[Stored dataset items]
= = =
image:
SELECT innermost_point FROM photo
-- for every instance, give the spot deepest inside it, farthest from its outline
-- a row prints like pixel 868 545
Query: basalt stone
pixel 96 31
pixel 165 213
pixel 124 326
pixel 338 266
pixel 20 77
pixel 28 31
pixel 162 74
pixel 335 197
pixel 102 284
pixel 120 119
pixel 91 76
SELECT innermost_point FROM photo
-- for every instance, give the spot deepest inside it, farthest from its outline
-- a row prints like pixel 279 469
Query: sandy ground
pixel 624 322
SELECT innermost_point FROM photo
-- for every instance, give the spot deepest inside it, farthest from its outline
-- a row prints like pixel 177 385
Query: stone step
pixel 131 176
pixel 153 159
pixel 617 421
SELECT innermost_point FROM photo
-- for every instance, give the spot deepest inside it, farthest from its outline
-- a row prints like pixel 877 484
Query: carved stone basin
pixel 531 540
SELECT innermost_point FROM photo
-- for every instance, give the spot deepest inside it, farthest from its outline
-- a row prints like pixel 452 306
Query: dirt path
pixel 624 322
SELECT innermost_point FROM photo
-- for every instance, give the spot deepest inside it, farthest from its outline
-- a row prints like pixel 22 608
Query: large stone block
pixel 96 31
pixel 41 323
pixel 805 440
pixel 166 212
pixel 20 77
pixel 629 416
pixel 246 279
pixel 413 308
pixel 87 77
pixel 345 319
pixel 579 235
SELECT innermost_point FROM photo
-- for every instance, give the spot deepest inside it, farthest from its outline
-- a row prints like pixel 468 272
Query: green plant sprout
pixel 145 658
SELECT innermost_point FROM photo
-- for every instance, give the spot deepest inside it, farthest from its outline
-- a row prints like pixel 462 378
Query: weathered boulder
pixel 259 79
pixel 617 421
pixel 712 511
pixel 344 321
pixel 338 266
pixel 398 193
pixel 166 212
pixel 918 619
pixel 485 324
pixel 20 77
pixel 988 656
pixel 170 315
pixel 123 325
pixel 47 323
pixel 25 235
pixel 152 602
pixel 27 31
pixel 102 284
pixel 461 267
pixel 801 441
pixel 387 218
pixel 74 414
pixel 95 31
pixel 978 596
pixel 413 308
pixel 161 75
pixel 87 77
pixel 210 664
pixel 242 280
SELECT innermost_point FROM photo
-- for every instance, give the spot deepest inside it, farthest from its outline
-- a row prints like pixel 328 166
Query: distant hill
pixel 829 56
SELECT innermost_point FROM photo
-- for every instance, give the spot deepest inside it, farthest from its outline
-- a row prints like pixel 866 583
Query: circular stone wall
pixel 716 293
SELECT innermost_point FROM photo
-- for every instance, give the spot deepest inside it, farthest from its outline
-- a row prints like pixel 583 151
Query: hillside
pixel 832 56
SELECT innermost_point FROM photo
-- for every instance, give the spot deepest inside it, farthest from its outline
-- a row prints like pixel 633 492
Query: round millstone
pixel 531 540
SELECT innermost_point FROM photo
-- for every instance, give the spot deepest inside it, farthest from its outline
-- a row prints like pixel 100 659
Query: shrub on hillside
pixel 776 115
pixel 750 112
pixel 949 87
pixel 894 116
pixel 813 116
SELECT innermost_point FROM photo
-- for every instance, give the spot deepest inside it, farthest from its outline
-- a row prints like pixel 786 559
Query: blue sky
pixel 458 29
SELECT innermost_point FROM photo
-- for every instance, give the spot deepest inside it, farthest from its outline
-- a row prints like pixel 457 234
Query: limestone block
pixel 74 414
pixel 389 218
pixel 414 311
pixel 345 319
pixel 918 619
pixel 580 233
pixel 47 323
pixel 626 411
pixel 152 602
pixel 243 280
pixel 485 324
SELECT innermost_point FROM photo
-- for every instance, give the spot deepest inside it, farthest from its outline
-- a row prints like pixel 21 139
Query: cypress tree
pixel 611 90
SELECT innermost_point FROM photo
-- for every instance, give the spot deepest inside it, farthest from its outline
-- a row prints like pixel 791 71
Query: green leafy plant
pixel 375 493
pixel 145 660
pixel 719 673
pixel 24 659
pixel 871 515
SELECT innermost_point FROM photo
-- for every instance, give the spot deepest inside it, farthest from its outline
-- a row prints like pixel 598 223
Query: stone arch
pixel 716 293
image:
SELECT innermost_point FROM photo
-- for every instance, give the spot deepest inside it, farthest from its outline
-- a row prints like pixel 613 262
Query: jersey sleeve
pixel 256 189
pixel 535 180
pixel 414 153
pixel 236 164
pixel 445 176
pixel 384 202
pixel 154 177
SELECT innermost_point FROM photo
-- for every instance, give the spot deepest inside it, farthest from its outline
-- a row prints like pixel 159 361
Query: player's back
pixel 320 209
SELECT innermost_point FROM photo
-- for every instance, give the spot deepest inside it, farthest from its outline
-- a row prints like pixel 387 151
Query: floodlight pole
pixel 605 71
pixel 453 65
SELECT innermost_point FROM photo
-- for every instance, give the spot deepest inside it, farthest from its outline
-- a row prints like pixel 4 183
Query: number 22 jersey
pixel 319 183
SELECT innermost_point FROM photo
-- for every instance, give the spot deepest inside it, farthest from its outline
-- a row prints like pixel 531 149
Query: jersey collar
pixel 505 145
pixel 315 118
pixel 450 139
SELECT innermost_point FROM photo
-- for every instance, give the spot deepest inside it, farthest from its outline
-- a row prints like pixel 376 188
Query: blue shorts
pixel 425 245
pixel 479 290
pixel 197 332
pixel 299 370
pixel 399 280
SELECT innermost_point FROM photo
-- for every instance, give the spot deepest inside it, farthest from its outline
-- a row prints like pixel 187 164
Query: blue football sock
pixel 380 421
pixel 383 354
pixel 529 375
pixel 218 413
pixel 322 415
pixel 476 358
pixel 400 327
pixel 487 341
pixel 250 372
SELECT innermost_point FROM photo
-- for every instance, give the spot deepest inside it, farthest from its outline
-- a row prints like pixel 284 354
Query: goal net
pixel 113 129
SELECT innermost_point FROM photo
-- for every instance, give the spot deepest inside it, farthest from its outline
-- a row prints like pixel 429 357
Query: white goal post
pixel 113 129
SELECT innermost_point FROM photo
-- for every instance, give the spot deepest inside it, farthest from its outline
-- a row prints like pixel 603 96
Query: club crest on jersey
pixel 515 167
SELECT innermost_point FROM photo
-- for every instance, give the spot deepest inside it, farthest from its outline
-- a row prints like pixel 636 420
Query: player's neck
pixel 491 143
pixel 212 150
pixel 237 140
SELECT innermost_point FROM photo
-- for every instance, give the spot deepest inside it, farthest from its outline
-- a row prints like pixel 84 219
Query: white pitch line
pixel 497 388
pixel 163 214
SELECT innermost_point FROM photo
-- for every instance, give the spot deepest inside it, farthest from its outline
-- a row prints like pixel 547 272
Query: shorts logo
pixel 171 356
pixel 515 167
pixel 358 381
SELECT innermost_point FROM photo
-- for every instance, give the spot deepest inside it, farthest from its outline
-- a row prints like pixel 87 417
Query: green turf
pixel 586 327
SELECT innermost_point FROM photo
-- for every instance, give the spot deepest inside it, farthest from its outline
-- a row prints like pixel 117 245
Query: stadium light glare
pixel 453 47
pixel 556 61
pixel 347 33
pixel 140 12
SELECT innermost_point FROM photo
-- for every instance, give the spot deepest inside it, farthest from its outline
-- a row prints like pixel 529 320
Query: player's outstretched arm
= = =
The required answer is the exact run of lines above starting at the line with "-- a row prints like pixel 877 484" and ending at the line with "-- a row prints like pixel 22 608", with both ends present.

_Response to this task_:
-- a row prints like pixel 877 484
Query: carved stone basin
pixel 531 540
SELECT innermost_point FROM photo
-- for every instance, give the spot deepest inside it, farthest from its outline
-- a row prints like pixel 452 306
Query: dirt path
pixel 624 322
SELECT innermost_point FROM photo
-- for every instance, give the spot deepest inside it, farthest from its outline
-- a row prints like pixel 22 608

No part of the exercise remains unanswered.